>> BEGIN

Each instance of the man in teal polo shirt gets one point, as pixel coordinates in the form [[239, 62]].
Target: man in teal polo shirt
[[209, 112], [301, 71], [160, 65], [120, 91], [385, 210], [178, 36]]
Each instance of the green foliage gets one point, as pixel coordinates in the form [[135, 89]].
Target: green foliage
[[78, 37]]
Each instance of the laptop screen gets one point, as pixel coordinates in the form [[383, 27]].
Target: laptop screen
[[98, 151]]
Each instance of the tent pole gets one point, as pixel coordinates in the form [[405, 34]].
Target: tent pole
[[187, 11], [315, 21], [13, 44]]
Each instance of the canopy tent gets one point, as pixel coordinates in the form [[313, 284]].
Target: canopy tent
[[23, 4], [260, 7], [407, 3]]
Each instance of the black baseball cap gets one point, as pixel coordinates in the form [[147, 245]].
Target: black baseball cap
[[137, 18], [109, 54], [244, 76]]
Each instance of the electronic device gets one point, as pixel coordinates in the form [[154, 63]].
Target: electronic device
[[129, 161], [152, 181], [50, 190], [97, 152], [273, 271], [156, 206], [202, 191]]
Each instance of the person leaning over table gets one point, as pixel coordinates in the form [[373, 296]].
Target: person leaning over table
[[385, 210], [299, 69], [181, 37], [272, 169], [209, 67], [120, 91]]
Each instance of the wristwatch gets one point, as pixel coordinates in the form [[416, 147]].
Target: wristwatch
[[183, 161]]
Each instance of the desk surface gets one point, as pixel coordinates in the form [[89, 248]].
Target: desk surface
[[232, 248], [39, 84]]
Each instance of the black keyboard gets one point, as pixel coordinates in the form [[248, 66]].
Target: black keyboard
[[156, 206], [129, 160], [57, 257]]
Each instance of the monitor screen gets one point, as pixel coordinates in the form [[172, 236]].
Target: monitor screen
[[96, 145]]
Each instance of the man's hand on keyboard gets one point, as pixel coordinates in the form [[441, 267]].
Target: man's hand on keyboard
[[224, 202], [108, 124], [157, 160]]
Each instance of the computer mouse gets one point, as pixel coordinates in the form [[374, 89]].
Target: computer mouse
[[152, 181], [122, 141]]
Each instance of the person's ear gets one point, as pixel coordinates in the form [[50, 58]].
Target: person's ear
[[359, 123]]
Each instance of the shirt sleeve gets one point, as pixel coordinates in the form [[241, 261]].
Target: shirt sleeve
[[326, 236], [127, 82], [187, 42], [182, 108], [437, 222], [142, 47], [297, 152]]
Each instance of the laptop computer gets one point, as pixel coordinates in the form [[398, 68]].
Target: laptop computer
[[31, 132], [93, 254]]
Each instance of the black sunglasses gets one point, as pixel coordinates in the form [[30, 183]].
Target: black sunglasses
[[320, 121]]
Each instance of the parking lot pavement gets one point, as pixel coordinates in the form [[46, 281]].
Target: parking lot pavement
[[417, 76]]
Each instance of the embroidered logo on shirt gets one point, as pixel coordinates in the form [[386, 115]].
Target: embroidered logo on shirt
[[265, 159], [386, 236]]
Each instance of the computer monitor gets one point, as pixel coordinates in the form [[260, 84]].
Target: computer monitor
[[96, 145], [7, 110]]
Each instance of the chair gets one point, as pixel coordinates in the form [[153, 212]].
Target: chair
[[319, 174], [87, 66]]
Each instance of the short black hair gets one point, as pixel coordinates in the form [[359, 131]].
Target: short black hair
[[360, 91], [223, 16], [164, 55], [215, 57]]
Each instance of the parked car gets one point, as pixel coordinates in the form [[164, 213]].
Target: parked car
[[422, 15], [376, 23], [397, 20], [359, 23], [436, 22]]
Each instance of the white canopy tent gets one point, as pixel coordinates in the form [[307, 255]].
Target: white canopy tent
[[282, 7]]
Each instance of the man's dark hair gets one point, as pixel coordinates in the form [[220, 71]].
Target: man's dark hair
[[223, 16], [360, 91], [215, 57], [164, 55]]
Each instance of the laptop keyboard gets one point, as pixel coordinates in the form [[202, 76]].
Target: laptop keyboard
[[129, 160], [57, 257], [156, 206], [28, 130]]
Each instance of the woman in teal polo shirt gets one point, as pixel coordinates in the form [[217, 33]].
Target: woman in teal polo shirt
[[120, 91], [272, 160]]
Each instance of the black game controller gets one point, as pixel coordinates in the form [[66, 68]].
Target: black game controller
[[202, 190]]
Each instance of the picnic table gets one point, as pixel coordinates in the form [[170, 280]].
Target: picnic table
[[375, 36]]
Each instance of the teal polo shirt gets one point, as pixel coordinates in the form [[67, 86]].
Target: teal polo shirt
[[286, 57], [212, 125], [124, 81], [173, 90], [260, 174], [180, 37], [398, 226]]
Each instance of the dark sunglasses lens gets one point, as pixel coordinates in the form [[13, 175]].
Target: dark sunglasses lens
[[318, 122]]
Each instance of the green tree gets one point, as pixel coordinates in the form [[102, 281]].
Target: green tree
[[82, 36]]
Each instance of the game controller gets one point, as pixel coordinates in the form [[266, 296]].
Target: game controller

>> END

Your goal >>
Lay out the items in the stretch from the line containing "Each instance of the parking" through the line containing "[[265, 159], [386, 236]]" as a two-column CSV with the header row label_text,points and one row per item. Put each item's text and its answer in their own quoted field, with line breaks replaced by spaces.

Correct answer >>
label_text,points
"Each instance of the parking lot pavement gets one point, as pixel coordinates in the form [[46, 281]]. Target: parking lot pavement","[[417, 76]]"
"Each instance of the embroidered logo on shirt gets one point, as pixel coordinates in the form [[386, 115]]. Target: embroidered logo on shirt","[[265, 159], [386, 236]]"